DATASET RECORDS start

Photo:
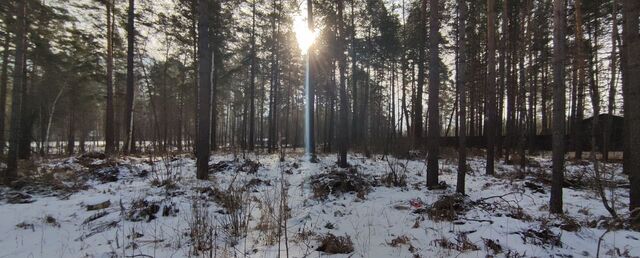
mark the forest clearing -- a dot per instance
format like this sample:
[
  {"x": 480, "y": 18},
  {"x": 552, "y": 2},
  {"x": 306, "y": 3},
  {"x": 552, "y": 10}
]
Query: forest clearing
[{"x": 308, "y": 128}]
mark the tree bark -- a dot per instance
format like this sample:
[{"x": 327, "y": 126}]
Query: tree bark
[
  {"x": 631, "y": 91},
  {"x": 491, "y": 86},
  {"x": 612, "y": 83},
  {"x": 462, "y": 94},
  {"x": 128, "y": 112},
  {"x": 4, "y": 83},
  {"x": 16, "y": 105},
  {"x": 204, "y": 96},
  {"x": 109, "y": 115},
  {"x": 559, "y": 23},
  {"x": 434, "y": 94},
  {"x": 344, "y": 102}
]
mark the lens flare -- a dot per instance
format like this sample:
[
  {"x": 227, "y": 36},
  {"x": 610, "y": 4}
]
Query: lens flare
[{"x": 304, "y": 35}]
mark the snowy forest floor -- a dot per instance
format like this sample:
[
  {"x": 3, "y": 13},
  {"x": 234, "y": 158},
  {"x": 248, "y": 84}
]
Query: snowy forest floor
[{"x": 144, "y": 206}]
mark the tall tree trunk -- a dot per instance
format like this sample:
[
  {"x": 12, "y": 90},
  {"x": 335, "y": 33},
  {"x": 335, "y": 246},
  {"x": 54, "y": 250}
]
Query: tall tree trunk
[
  {"x": 434, "y": 94},
  {"x": 204, "y": 96},
  {"x": 252, "y": 86},
  {"x": 462, "y": 94},
  {"x": 4, "y": 82},
  {"x": 577, "y": 128},
  {"x": 16, "y": 105},
  {"x": 631, "y": 91},
  {"x": 491, "y": 81},
  {"x": 417, "y": 112},
  {"x": 109, "y": 115},
  {"x": 71, "y": 136},
  {"x": 612, "y": 83},
  {"x": 559, "y": 23},
  {"x": 128, "y": 111},
  {"x": 355, "y": 119},
  {"x": 344, "y": 102},
  {"x": 503, "y": 73}
]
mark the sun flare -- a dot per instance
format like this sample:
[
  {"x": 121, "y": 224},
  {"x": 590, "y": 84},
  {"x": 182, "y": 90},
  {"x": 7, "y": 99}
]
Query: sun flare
[{"x": 304, "y": 35}]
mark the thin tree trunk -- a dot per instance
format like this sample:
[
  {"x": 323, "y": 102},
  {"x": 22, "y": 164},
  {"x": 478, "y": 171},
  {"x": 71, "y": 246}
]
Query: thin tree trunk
[
  {"x": 128, "y": 112},
  {"x": 559, "y": 23},
  {"x": 612, "y": 83},
  {"x": 344, "y": 102},
  {"x": 204, "y": 97},
  {"x": 462, "y": 66},
  {"x": 434, "y": 95},
  {"x": 577, "y": 128},
  {"x": 631, "y": 90},
  {"x": 109, "y": 112},
  {"x": 4, "y": 82},
  {"x": 16, "y": 105},
  {"x": 491, "y": 81}
]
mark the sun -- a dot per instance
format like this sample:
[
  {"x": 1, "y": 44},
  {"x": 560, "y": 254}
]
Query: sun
[{"x": 304, "y": 35}]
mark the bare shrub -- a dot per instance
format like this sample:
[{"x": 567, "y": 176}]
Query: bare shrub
[
  {"x": 332, "y": 244},
  {"x": 339, "y": 181},
  {"x": 462, "y": 243},
  {"x": 202, "y": 228},
  {"x": 396, "y": 174},
  {"x": 446, "y": 208},
  {"x": 237, "y": 205}
]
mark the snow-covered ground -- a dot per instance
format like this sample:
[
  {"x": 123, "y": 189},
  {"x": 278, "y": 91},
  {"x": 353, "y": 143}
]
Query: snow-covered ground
[{"x": 156, "y": 208}]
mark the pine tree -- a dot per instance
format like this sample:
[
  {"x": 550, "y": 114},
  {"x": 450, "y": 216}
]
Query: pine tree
[{"x": 559, "y": 17}]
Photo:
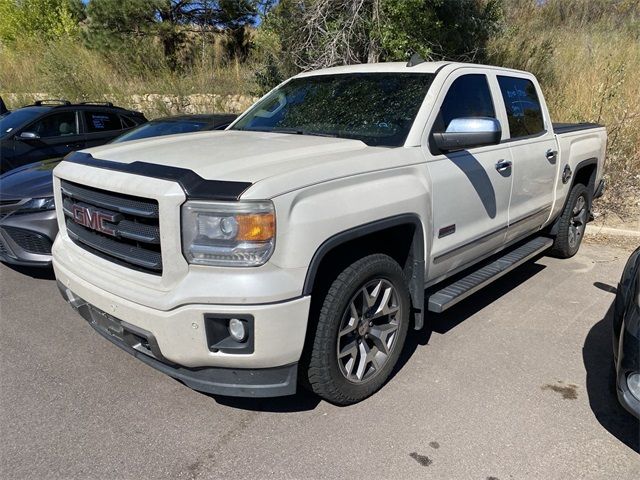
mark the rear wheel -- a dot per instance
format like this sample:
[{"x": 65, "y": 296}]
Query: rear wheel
[
  {"x": 361, "y": 328},
  {"x": 572, "y": 222}
]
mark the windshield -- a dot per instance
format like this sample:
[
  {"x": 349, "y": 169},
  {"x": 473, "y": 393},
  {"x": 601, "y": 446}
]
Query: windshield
[
  {"x": 16, "y": 119},
  {"x": 377, "y": 108},
  {"x": 159, "y": 128}
]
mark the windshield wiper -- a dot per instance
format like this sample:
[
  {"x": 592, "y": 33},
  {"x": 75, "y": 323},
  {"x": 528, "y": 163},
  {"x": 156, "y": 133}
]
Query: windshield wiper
[{"x": 299, "y": 131}]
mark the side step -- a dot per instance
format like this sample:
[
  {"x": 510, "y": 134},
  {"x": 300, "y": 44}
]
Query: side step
[{"x": 461, "y": 289}]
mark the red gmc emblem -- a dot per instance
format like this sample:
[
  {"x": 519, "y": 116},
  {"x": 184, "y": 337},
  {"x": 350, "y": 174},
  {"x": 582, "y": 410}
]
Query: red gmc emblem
[{"x": 95, "y": 219}]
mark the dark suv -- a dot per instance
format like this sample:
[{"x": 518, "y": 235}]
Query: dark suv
[{"x": 53, "y": 128}]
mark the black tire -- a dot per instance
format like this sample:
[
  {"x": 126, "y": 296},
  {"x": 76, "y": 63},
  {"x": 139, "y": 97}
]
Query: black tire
[
  {"x": 326, "y": 374},
  {"x": 569, "y": 237}
]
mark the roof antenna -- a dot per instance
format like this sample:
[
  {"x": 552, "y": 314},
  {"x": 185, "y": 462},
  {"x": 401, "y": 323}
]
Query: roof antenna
[{"x": 415, "y": 60}]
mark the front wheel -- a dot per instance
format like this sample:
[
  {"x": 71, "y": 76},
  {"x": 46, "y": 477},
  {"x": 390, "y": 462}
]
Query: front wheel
[
  {"x": 361, "y": 329},
  {"x": 572, "y": 222}
]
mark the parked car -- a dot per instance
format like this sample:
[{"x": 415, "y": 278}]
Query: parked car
[
  {"x": 3, "y": 108},
  {"x": 28, "y": 222},
  {"x": 304, "y": 240},
  {"x": 626, "y": 336},
  {"x": 53, "y": 128}
]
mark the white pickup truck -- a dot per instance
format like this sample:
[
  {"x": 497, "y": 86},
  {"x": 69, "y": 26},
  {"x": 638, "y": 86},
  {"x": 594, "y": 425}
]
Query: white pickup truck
[{"x": 301, "y": 244}]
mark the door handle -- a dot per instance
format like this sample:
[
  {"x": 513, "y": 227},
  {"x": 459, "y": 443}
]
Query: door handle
[
  {"x": 551, "y": 155},
  {"x": 503, "y": 165}
]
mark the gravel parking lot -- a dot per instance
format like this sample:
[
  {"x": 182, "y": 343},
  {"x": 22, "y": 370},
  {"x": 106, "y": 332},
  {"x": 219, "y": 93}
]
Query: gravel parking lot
[{"x": 512, "y": 383}]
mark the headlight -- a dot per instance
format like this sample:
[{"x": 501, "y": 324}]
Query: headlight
[
  {"x": 238, "y": 234},
  {"x": 36, "y": 205},
  {"x": 633, "y": 382}
]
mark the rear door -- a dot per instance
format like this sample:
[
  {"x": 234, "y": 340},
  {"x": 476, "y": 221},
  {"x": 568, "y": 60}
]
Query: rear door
[
  {"x": 533, "y": 148},
  {"x": 101, "y": 126},
  {"x": 58, "y": 133},
  {"x": 470, "y": 197}
]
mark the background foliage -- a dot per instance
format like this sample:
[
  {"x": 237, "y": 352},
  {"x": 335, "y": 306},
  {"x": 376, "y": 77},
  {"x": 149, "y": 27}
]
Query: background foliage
[{"x": 586, "y": 53}]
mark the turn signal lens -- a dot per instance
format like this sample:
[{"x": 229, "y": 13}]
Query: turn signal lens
[
  {"x": 235, "y": 234},
  {"x": 256, "y": 228}
]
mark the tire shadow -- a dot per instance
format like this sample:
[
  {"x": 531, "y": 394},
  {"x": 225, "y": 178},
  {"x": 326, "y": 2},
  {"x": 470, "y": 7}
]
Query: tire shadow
[{"x": 597, "y": 355}]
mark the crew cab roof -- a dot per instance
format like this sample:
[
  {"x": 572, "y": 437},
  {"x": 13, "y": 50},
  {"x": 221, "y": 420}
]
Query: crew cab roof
[{"x": 398, "y": 67}]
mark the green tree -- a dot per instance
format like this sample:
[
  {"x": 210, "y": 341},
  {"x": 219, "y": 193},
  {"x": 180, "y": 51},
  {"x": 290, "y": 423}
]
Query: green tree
[
  {"x": 439, "y": 29},
  {"x": 321, "y": 33},
  {"x": 115, "y": 24},
  {"x": 42, "y": 19}
]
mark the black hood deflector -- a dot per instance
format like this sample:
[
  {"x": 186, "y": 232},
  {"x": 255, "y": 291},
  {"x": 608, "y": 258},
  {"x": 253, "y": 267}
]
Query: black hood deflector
[{"x": 195, "y": 187}]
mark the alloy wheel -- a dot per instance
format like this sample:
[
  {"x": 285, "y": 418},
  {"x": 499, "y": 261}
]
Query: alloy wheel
[{"x": 368, "y": 330}]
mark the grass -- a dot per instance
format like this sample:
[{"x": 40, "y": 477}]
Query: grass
[
  {"x": 66, "y": 69},
  {"x": 585, "y": 54},
  {"x": 588, "y": 63}
]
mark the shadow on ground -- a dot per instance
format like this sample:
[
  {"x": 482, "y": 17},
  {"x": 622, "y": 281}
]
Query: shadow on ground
[{"x": 597, "y": 355}]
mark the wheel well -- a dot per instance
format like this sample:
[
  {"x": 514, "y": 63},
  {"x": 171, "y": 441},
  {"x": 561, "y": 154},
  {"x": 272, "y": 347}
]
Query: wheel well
[
  {"x": 586, "y": 175},
  {"x": 401, "y": 238}
]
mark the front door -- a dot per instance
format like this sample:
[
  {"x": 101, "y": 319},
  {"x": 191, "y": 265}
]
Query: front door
[
  {"x": 534, "y": 150},
  {"x": 471, "y": 188},
  {"x": 101, "y": 126},
  {"x": 55, "y": 135}
]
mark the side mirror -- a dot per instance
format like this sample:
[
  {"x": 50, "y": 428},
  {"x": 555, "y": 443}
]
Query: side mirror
[
  {"x": 465, "y": 133},
  {"x": 28, "y": 136}
]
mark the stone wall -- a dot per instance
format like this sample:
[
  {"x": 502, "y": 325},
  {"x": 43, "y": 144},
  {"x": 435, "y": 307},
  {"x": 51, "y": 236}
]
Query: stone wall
[{"x": 155, "y": 104}]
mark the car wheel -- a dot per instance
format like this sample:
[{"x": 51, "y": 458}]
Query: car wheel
[
  {"x": 572, "y": 222},
  {"x": 361, "y": 328}
]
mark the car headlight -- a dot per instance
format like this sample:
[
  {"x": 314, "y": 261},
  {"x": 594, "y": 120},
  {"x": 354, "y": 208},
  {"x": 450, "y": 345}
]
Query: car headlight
[
  {"x": 236, "y": 234},
  {"x": 633, "y": 382},
  {"x": 36, "y": 205}
]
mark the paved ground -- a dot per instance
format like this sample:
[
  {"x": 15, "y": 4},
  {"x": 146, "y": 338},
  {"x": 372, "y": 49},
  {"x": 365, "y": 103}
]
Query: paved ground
[{"x": 513, "y": 383}]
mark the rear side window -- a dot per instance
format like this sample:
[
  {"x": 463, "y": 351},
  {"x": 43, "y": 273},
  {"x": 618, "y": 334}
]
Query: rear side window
[
  {"x": 56, "y": 125},
  {"x": 468, "y": 96},
  {"x": 127, "y": 122},
  {"x": 523, "y": 106},
  {"x": 101, "y": 121}
]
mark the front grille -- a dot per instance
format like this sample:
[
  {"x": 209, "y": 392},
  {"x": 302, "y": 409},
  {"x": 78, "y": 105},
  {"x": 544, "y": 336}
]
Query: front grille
[
  {"x": 131, "y": 234},
  {"x": 30, "y": 241},
  {"x": 4, "y": 250}
]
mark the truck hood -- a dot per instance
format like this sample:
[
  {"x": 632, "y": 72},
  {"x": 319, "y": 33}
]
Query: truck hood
[{"x": 232, "y": 155}]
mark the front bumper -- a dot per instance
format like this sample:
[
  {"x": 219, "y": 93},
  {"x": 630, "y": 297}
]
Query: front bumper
[
  {"x": 264, "y": 382},
  {"x": 26, "y": 239},
  {"x": 177, "y": 344}
]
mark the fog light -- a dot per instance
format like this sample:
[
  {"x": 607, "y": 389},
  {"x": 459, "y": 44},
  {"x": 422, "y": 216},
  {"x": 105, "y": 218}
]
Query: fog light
[
  {"x": 633, "y": 382},
  {"x": 237, "y": 330}
]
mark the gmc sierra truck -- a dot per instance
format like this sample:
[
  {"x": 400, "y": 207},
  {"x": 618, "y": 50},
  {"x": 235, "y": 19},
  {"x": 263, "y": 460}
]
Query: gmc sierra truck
[{"x": 299, "y": 245}]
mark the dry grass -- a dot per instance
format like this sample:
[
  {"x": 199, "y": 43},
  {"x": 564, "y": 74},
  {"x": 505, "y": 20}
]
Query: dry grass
[
  {"x": 586, "y": 55},
  {"x": 67, "y": 69},
  {"x": 589, "y": 68}
]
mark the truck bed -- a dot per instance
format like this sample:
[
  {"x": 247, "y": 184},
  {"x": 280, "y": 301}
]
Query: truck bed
[{"x": 560, "y": 128}]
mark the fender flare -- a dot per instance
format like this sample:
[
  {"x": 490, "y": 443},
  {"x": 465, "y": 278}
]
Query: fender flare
[
  {"x": 415, "y": 268},
  {"x": 574, "y": 174}
]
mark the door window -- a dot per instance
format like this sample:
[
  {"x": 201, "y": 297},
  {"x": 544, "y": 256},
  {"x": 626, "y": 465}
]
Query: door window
[
  {"x": 101, "y": 121},
  {"x": 56, "y": 125},
  {"x": 468, "y": 96},
  {"x": 523, "y": 106}
]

DATASET RECORDS end

Please put everything from the line containing "mark the gmc" down to the end of the material into a JSON list of strings, one string per line, with blank lines left out.

[
  "mark the gmc sierra truck -- a dot per instance",
  "format like this sample:",
  "[",
  "  {\"x\": 400, \"y\": 207},",
  "  {\"x\": 618, \"y\": 50},",
  "  {\"x\": 235, \"y\": 19},",
  "  {\"x\": 263, \"y\": 460}",
  "]",
  "Query: gmc sierra truck",
  "[{\"x\": 299, \"y\": 245}]",
  "mark the dry grass -- a dot per instance",
  "format like this sample:",
  "[",
  "  {\"x\": 199, \"y\": 43},",
  "  {\"x\": 564, \"y\": 74},",
  "  {\"x\": 505, \"y\": 20}",
  "]",
  "Query: dry grass",
  "[",
  "  {\"x\": 586, \"y\": 55},",
  "  {\"x\": 67, \"y\": 69},",
  "  {\"x\": 589, \"y\": 68}",
  "]",
  "mark the truck bed -- a dot per instance",
  "format like this sample:",
  "[",
  "  {\"x\": 247, \"y\": 184},",
  "  {\"x\": 280, \"y\": 301}",
  "]",
  "Query: truck bed",
  "[{\"x\": 560, \"y\": 128}]",
  "mark the fender flare -- a dot per instance",
  "format like this sample:",
  "[",
  "  {\"x\": 490, \"y\": 443},",
  "  {\"x\": 465, \"y\": 278}",
  "]",
  "Query: fender flare",
  "[",
  "  {\"x\": 415, \"y\": 268},",
  "  {\"x\": 574, \"y\": 174}",
  "]",
  "mark the door window -- a dot per instance",
  "format like this sample:",
  "[",
  "  {\"x\": 201, \"y\": 297},",
  "  {\"x\": 544, \"y\": 256},",
  "  {\"x\": 626, \"y\": 465}",
  "]",
  "Query: door window",
  "[",
  "  {\"x\": 101, \"y\": 121},",
  "  {\"x\": 56, \"y\": 125},",
  "  {\"x\": 468, \"y\": 96},",
  "  {\"x\": 523, \"y\": 106}",
  "]"
]